Studies have shown that if you’re disabled, you are at a higher risk of drug and alcohol abuse than the general population. According to the Department of Health and Human Services, Office of Disability, 10 percent of the population has problems with alcohol and 5 percent have problems with drugs. Unfortunately, people with disabilities have drug and alcohol issues as much as four times the rate of the general population. That number increases to about 50 percent of severely disabled people, such as those who have spinal cord or traumatic brain injuries, amputations or mental illnesses.
There are a variety of factors that contribute to this:
- Because many disabled people take pain medications and relaxants, they are more readily available. Using them on a regular and prolonged basis also increases the possibility of dependence or misuse.
- Disabled people are often limited in their mobility, and therefore more likely to turn to medications for pain relief, lessening the feelings of social isolation or depression.
- There’s a higher probability that those around a disabled person such as a caregiver or a family member may be a medication enabler. Doctors routinely overprescribe pain medications and family members, often times subconsciously or through lack of education, overmedicate a disabled family member.

DATA SHOWN:

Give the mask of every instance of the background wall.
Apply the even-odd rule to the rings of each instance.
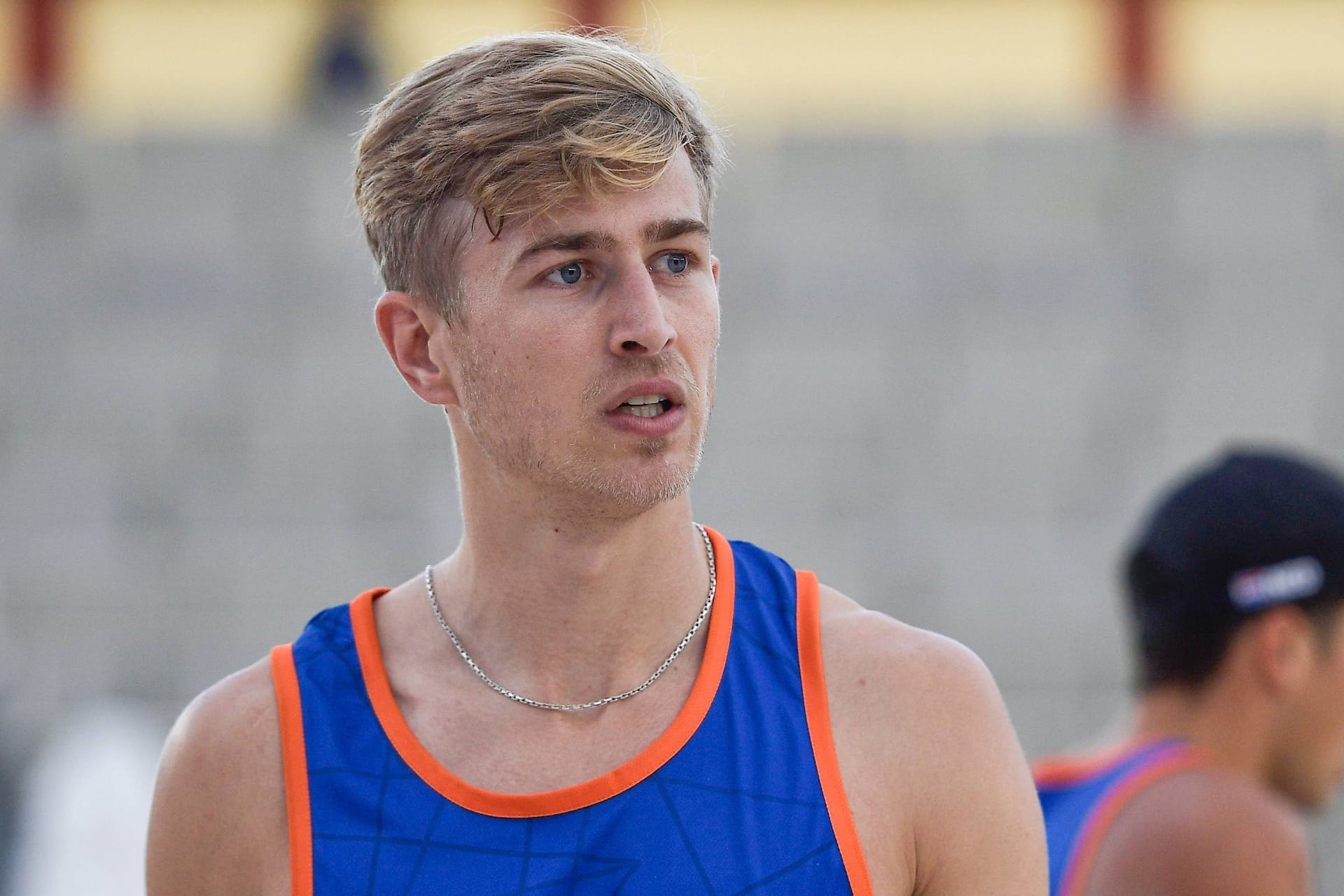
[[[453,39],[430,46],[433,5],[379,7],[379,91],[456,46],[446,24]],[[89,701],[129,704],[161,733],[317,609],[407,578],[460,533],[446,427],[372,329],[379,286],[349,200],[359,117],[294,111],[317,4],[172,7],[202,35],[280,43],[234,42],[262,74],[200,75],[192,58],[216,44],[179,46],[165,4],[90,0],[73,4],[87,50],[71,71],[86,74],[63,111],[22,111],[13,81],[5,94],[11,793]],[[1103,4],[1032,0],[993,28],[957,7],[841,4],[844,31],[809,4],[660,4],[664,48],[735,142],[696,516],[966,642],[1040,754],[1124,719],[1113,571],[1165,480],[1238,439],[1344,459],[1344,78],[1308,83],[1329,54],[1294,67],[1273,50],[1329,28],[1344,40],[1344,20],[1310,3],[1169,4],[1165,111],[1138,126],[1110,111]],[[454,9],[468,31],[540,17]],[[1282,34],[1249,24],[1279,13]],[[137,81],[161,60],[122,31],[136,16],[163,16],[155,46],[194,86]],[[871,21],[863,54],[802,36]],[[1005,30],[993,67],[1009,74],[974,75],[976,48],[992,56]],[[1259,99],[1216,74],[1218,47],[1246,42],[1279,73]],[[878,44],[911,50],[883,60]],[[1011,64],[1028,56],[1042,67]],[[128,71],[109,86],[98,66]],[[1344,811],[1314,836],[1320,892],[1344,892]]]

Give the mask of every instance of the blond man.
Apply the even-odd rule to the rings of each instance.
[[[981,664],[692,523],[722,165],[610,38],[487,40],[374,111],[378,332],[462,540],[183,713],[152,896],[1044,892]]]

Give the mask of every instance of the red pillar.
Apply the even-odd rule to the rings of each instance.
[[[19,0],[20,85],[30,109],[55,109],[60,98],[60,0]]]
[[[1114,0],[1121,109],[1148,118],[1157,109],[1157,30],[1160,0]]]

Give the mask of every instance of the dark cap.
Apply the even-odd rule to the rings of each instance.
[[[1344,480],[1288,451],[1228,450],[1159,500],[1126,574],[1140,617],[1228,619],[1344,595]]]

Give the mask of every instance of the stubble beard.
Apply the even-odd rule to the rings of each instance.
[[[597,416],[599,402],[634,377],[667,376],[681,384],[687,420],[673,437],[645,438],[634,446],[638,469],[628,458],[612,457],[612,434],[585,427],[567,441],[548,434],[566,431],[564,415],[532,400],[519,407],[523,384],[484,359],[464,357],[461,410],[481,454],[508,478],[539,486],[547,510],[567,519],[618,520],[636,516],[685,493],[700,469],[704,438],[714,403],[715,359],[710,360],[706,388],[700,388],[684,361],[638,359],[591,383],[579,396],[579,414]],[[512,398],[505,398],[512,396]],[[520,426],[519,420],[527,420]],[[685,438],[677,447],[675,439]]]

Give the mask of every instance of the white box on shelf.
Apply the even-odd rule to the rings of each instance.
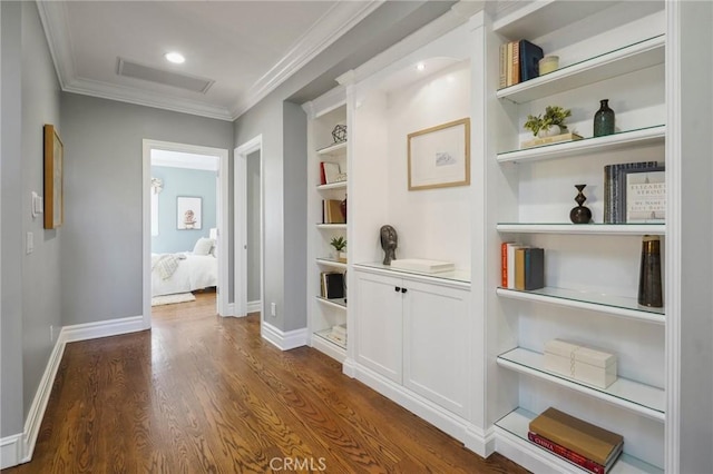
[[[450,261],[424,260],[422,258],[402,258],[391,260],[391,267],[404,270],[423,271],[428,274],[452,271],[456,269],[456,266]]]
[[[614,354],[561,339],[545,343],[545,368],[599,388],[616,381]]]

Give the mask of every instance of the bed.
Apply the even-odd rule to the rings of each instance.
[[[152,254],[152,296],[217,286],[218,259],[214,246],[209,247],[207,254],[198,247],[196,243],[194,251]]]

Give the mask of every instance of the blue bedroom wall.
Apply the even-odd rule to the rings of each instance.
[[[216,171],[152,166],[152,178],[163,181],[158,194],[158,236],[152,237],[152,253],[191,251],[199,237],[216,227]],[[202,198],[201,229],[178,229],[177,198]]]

* * *

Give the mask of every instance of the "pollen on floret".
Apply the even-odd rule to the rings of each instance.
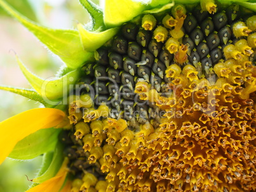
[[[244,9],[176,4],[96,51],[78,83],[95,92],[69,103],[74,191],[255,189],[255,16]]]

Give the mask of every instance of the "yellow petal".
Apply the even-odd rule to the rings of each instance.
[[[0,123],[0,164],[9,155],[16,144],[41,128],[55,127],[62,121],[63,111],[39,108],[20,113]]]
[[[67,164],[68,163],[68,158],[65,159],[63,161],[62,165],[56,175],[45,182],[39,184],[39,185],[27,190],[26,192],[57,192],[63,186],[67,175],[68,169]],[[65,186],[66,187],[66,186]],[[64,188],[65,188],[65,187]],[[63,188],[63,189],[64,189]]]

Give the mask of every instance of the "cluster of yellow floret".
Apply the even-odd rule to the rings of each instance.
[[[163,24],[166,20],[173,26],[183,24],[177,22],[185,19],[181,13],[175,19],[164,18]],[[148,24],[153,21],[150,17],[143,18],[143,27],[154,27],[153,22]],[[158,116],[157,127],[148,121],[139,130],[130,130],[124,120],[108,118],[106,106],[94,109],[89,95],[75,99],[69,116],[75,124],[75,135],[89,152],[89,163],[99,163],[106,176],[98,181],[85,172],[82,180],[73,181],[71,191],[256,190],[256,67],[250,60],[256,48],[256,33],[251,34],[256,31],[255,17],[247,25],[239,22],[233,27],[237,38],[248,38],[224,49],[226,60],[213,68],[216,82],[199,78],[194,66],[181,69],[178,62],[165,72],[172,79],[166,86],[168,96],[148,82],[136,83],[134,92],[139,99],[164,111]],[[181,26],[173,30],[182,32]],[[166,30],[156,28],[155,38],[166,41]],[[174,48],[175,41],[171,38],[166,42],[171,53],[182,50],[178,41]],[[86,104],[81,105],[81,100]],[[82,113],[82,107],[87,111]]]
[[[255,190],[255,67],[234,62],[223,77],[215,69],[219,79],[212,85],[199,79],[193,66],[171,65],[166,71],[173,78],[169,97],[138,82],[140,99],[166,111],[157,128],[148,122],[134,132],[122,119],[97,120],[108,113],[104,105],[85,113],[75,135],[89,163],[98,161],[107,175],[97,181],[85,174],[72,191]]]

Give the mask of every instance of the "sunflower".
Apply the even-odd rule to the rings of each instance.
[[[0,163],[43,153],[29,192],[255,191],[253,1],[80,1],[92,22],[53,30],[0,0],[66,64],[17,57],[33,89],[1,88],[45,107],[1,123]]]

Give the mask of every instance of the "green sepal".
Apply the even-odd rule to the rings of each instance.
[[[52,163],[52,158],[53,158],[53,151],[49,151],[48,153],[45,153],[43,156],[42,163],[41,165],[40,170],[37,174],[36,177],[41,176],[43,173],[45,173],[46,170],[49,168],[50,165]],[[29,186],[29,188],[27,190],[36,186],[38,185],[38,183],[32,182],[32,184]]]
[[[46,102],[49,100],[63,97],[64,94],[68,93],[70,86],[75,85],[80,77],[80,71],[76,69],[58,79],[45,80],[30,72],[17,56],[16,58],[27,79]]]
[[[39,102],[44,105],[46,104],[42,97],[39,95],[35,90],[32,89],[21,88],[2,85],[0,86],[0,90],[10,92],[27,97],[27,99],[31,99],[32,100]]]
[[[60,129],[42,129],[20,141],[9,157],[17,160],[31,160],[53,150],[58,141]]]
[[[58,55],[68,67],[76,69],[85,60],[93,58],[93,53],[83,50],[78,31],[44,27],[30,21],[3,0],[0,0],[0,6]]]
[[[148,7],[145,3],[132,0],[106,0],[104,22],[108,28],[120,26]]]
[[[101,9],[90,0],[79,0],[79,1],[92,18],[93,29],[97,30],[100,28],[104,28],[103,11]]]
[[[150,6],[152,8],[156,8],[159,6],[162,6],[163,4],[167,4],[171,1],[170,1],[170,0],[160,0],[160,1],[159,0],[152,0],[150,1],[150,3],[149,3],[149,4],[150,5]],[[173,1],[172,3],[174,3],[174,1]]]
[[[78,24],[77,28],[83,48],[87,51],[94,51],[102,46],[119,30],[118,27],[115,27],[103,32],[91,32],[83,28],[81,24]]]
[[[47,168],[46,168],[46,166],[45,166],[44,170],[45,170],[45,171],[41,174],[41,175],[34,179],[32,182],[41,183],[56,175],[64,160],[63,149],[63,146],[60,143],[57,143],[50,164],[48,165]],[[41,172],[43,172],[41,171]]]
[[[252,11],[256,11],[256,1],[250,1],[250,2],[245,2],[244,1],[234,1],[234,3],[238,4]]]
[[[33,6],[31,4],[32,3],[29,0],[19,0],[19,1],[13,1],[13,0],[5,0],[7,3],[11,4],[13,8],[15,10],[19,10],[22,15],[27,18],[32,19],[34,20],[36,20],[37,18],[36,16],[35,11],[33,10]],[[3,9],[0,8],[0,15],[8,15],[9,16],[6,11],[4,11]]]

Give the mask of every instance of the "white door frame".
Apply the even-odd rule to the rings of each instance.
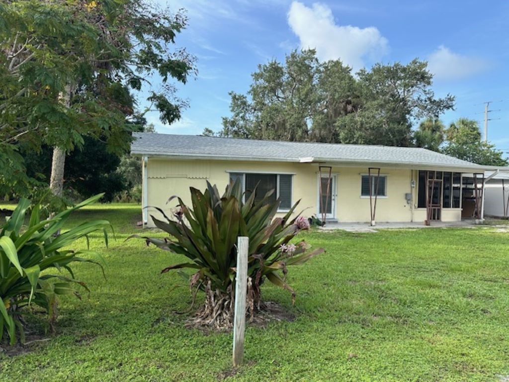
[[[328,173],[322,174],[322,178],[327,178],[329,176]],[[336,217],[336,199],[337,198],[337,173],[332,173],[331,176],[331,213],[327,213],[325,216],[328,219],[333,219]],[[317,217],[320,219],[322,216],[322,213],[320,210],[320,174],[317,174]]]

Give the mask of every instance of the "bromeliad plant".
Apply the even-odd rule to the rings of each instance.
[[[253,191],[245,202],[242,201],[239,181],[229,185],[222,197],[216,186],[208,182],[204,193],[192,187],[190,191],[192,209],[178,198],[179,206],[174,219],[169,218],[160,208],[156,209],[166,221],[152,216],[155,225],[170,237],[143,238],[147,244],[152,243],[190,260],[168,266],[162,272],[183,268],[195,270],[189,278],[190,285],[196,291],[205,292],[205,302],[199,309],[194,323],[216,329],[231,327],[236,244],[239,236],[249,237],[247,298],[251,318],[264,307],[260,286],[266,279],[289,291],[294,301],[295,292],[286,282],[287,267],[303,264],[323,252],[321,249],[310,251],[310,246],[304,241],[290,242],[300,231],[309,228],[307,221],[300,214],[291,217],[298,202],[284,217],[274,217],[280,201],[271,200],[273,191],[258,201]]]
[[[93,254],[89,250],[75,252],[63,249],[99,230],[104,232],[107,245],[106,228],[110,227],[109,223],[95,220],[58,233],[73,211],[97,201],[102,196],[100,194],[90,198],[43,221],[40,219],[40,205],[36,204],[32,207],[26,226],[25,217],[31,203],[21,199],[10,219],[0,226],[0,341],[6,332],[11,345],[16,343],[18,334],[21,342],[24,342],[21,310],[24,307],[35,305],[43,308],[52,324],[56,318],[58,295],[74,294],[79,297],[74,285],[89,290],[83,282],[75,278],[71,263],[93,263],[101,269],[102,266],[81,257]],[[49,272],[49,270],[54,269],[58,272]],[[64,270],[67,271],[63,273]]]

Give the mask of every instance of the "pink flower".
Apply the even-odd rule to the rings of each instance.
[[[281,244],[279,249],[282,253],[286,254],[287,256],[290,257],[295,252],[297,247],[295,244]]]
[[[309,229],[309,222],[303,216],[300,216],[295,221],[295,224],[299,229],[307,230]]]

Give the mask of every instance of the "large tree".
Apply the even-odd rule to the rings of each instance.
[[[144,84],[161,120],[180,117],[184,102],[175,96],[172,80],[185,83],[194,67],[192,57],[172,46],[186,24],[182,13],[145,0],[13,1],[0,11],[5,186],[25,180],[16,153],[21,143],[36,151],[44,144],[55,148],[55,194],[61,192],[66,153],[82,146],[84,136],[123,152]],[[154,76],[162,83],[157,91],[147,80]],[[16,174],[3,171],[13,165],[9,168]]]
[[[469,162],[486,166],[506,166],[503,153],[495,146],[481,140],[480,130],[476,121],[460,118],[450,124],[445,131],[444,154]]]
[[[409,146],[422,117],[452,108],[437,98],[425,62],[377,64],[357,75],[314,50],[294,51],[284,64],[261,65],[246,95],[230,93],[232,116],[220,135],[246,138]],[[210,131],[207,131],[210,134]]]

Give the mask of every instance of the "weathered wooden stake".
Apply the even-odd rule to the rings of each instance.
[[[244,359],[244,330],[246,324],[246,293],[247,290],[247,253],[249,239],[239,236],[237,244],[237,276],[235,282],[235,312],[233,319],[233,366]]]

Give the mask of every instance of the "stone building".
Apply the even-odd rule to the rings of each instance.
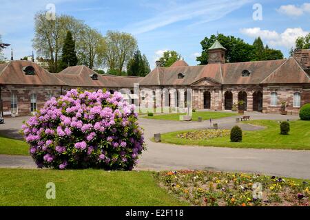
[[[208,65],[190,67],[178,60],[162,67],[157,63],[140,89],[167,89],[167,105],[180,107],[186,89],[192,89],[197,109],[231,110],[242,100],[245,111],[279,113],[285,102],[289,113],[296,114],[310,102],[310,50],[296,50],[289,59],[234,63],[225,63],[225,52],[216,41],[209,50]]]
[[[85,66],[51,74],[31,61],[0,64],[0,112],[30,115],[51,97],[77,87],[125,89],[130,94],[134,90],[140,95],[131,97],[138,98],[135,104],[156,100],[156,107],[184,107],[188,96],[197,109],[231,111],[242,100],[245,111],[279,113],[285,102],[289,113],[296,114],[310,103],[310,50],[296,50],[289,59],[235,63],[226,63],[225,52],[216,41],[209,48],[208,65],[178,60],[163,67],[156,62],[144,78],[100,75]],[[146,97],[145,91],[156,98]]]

==

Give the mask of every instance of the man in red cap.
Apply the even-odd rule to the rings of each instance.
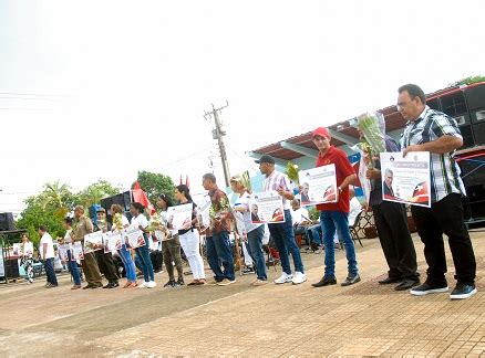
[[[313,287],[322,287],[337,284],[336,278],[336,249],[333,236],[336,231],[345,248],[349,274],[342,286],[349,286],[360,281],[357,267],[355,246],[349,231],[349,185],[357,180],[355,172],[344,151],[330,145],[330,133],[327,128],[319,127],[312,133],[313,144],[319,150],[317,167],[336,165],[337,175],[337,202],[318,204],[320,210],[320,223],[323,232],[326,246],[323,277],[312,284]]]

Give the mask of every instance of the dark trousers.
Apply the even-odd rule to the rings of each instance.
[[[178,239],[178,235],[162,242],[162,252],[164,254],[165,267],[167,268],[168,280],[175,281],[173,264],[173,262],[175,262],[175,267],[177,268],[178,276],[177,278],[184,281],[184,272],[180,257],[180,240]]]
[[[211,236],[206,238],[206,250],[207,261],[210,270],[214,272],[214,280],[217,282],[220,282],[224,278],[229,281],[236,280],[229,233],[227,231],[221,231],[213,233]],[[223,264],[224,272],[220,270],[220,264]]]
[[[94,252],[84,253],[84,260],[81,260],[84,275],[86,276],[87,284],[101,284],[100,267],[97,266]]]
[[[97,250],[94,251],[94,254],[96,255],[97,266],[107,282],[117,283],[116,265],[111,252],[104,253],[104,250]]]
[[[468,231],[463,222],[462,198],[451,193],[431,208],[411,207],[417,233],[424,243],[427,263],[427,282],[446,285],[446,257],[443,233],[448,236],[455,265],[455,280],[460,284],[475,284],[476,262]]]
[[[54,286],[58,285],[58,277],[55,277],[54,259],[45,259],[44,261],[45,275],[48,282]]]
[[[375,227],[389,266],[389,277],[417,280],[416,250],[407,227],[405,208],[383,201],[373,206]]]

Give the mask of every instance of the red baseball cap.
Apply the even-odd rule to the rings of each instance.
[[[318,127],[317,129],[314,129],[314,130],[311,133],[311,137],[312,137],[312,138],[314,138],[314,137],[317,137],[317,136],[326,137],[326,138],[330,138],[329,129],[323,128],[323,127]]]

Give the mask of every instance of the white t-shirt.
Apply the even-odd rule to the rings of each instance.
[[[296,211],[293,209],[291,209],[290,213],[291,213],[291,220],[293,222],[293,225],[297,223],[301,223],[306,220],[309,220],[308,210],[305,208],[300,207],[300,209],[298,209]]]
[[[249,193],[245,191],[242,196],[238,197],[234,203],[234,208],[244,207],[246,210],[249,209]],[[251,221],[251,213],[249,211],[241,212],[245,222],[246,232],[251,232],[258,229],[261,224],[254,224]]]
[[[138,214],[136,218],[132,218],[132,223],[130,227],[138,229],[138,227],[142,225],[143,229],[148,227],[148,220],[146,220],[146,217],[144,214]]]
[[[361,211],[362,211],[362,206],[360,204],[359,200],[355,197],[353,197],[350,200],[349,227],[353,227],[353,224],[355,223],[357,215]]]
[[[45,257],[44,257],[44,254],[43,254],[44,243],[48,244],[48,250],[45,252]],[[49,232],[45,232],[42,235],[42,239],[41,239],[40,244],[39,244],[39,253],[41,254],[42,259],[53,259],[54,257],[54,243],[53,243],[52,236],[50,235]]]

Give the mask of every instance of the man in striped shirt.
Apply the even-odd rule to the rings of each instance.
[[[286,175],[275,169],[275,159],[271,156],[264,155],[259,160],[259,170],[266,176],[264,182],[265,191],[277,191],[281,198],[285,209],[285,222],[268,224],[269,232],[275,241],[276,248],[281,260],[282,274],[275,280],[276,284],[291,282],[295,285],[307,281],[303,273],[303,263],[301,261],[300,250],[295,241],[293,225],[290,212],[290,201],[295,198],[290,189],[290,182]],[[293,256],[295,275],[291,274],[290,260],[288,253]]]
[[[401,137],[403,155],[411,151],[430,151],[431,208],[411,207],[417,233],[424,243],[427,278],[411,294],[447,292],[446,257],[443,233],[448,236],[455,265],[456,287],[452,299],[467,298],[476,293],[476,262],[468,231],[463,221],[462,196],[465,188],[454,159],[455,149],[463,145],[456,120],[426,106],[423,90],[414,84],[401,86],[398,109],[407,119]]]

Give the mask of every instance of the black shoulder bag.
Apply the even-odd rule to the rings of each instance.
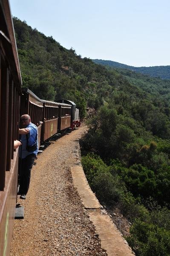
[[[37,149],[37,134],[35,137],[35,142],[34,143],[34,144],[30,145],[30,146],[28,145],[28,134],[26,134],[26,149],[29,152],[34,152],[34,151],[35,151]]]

EXERCISE REQUIREMENTS: Copy word for word the stretch of the passage on disability and substance abuse from "- Disabled people" through "disabled family member.". Rely only on the passage on disability and substance abuse, not on the material.

THE ANSWER:
- Disabled people are often limited in their mobility, and therefore more likely to turn to medications for pain relief, lessening the feelings of social isolation or depression.
- There’s a higher probability that those around a disabled person such as a caregiver or a family member may be a medication enabler. Doctors routinely overprescribe pain medications and family members, often times subconsciously or through lack of education, overmedicate a disabled family member.